- [STATED TASK]:
Could you reproduce all of the data below verbatim, leaving out every picture?
╭─ EXTRACTED INFORMATION
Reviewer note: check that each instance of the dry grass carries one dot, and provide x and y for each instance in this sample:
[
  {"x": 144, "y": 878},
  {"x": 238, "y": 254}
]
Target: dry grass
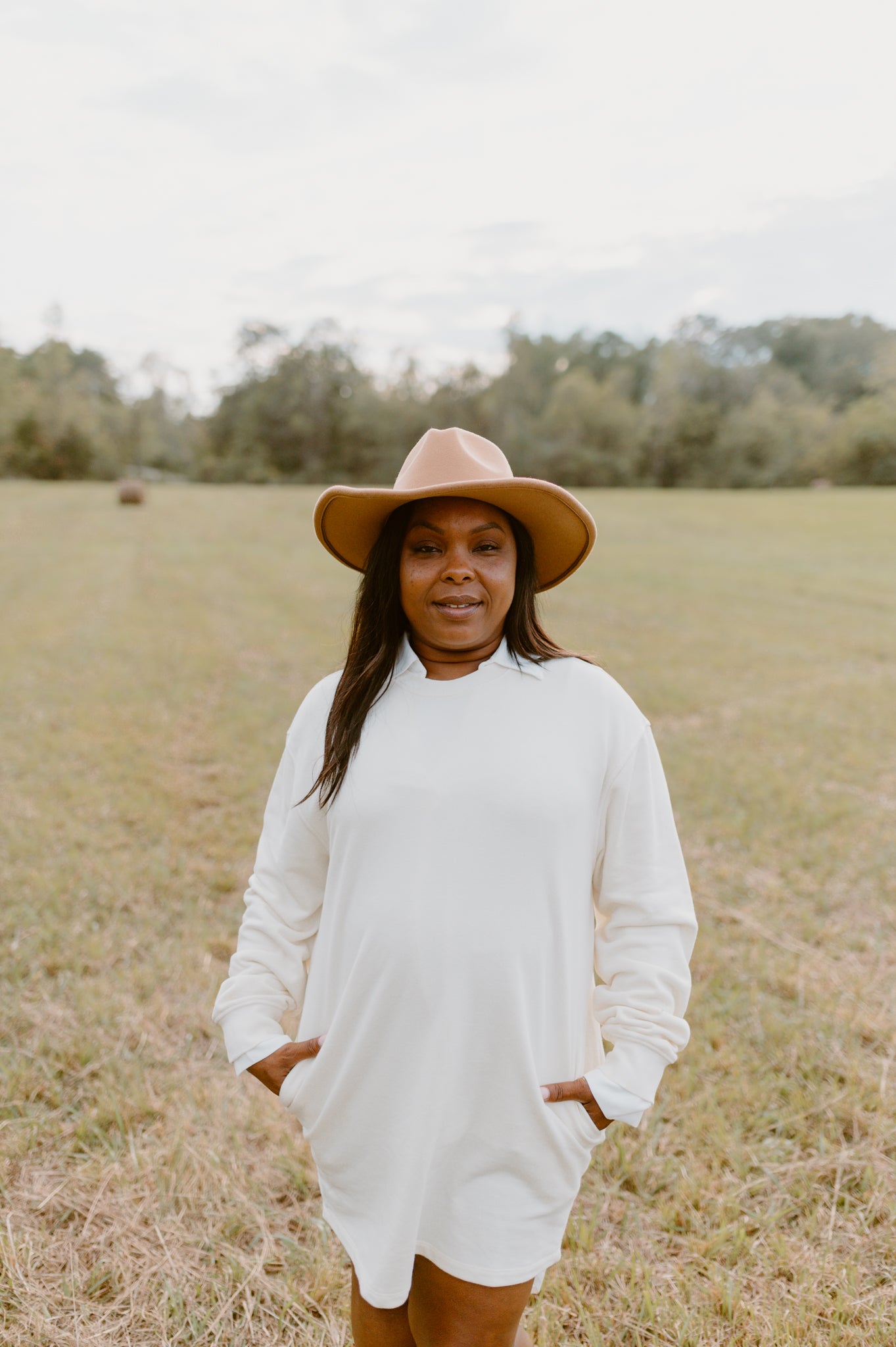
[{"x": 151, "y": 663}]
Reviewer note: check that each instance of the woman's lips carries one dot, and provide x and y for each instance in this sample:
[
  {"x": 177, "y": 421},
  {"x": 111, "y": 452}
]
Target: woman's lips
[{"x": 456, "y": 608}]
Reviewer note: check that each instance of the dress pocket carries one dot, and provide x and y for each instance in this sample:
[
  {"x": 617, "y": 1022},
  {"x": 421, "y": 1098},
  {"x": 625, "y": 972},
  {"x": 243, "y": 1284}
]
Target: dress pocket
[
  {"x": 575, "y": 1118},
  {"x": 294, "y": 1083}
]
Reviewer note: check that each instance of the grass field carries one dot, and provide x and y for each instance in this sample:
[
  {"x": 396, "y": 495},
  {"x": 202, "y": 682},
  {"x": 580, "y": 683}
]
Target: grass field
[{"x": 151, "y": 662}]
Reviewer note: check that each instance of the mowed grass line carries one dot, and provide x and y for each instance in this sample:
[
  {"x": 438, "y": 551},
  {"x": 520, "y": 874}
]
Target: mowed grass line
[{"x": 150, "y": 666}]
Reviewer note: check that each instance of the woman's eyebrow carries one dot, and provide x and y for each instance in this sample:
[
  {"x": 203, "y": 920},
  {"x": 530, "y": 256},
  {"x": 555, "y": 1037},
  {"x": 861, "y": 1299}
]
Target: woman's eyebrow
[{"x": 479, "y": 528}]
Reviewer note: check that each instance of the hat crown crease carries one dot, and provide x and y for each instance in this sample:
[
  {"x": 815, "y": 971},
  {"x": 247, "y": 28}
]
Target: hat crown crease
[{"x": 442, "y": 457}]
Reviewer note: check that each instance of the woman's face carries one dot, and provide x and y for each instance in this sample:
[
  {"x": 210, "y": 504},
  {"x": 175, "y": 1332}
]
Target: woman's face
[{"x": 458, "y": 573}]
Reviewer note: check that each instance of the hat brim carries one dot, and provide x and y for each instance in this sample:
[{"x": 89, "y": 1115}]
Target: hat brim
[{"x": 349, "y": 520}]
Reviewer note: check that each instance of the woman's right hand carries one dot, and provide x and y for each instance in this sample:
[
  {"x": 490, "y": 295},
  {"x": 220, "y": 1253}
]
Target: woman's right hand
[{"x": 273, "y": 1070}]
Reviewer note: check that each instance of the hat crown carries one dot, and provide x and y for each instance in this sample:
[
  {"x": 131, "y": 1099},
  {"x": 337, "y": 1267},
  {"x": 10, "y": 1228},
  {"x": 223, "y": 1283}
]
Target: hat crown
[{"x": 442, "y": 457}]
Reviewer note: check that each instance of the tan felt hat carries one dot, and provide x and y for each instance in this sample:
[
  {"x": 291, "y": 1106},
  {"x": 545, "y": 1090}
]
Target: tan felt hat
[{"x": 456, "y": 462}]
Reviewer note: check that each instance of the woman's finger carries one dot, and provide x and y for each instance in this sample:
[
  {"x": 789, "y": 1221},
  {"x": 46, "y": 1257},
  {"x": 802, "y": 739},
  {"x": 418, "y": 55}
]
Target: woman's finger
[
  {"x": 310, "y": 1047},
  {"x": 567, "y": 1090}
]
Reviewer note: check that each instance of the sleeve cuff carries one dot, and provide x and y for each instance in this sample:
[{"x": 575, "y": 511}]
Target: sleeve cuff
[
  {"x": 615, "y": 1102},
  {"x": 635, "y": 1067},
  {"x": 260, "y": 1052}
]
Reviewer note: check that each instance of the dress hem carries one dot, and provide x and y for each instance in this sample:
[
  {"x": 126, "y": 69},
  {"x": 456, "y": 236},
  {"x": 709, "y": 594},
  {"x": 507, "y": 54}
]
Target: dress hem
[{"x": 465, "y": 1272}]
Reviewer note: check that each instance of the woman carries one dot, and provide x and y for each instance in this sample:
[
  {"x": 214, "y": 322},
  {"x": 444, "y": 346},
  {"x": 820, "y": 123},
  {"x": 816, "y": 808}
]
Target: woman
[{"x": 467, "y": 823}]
╰─
- [TASK SOLUTION]:
Reviewer note: check that each instance of the dry grass carries one dot, and provide x and y for each instance in this sample:
[
  {"x": 144, "y": 878},
  {"x": 238, "y": 254}
]
Target: dry grass
[{"x": 151, "y": 663}]
Reviewer note: check that each instance of the woman's lips carries one dot, and provide x and y for each instance in this sample:
[
  {"x": 177, "y": 421},
  {"x": 111, "y": 452}
]
Target: woman's lips
[{"x": 456, "y": 608}]
Reviewer note: check that each instance of the dress pocket carries one dot, and provide x and y for each instance in this sample:
[
  {"x": 617, "y": 1022},
  {"x": 421, "y": 1098},
  {"x": 625, "y": 972},
  {"x": 243, "y": 1284}
]
Target: dress pocket
[
  {"x": 575, "y": 1118},
  {"x": 294, "y": 1083}
]
Reviewer note: check that each instance of the grass field carries one dot, and provide x and y for each instance in this sample:
[
  {"x": 396, "y": 495},
  {"x": 202, "y": 682},
  {"x": 580, "y": 683}
]
Target: grass field
[{"x": 151, "y": 662}]
Reviewer note: check that each instance of the mowed grass line carries one dot, and provide x and y for each instance in this sample:
[
  {"x": 438, "y": 551},
  {"x": 520, "y": 874}
]
Target: mowed grass line
[{"x": 150, "y": 666}]
Reviewer note: check that each instance of the woman's eyebrow carries one dot, and provide x and y for each instance in this sample:
[
  {"x": 203, "y": 920},
  {"x": 530, "y": 256},
  {"x": 555, "y": 1037},
  {"x": 861, "y": 1299}
]
Target: woman's eyebrow
[{"x": 479, "y": 528}]
Reviewer note: check that each instance of the hat crown crease carries one dot, and provide x and y for each instance in this sample:
[
  {"x": 815, "y": 971},
  {"x": 247, "y": 28}
]
Target: hat crown crease
[{"x": 442, "y": 457}]
Reviewer note: check that each instance of the woman's face carries one dot, and provide x and y for each instance in this sample:
[
  {"x": 210, "y": 504},
  {"x": 175, "y": 1332}
]
Target: woman's face
[{"x": 458, "y": 573}]
Reviewer note: check that each instance of the hat brim carries one dot, and provide x and y for each instance in this sample:
[{"x": 89, "y": 1115}]
Target: hat brim
[{"x": 349, "y": 520}]
Reviewer note: check that each instance of the woman's right hand carries one dot, and provide x and y for each instance in this sample:
[
  {"x": 490, "y": 295},
  {"x": 220, "y": 1253}
]
Target: woman's right hand
[{"x": 273, "y": 1070}]
Reviewer note: check that each instance of the hat crown carries one dot, and provide x and y for each instance in this sample:
[
  {"x": 131, "y": 1099},
  {"x": 337, "y": 1267},
  {"x": 10, "y": 1228},
  {"x": 223, "y": 1283}
]
Target: hat crown
[{"x": 442, "y": 457}]
Reviewer note: check that each instance of the tan felt hat carries one dot, and provide x and y for each instance in this sample:
[
  {"x": 291, "y": 1106},
  {"x": 545, "y": 1090}
]
Target: tan felt hat
[{"x": 456, "y": 462}]
Reviewer note: check that each instance of the woman's finger carries one dot, and provide x and y for each instance in this sample:
[
  {"x": 789, "y": 1221},
  {"x": 46, "y": 1257},
  {"x": 802, "y": 739},
  {"x": 418, "y": 55}
]
Target: woman's finger
[
  {"x": 310, "y": 1047},
  {"x": 567, "y": 1090}
]
Reviewer note: check that each instance of the sleeve cuff carries one dot, and provide x and y for each instance in this sample:
[{"x": 575, "y": 511}]
Target: sleeve cuff
[
  {"x": 615, "y": 1102},
  {"x": 635, "y": 1067},
  {"x": 260, "y": 1052}
]
Reviewer note: check that each instance of the dress hem carries one dot, and provide x and y for each instance in this sample:
[
  {"x": 126, "y": 69},
  {"x": 456, "y": 236},
  {"x": 709, "y": 594},
  {"x": 507, "y": 54}
]
Target: dress hem
[{"x": 465, "y": 1272}]
Reviewer note: check that each instance of the woman carries one dot, and provide x and y for each instance in this sample:
[
  {"x": 214, "y": 322},
  {"x": 444, "y": 346},
  {"x": 820, "y": 123},
  {"x": 816, "y": 808}
]
Target: woman
[{"x": 467, "y": 823}]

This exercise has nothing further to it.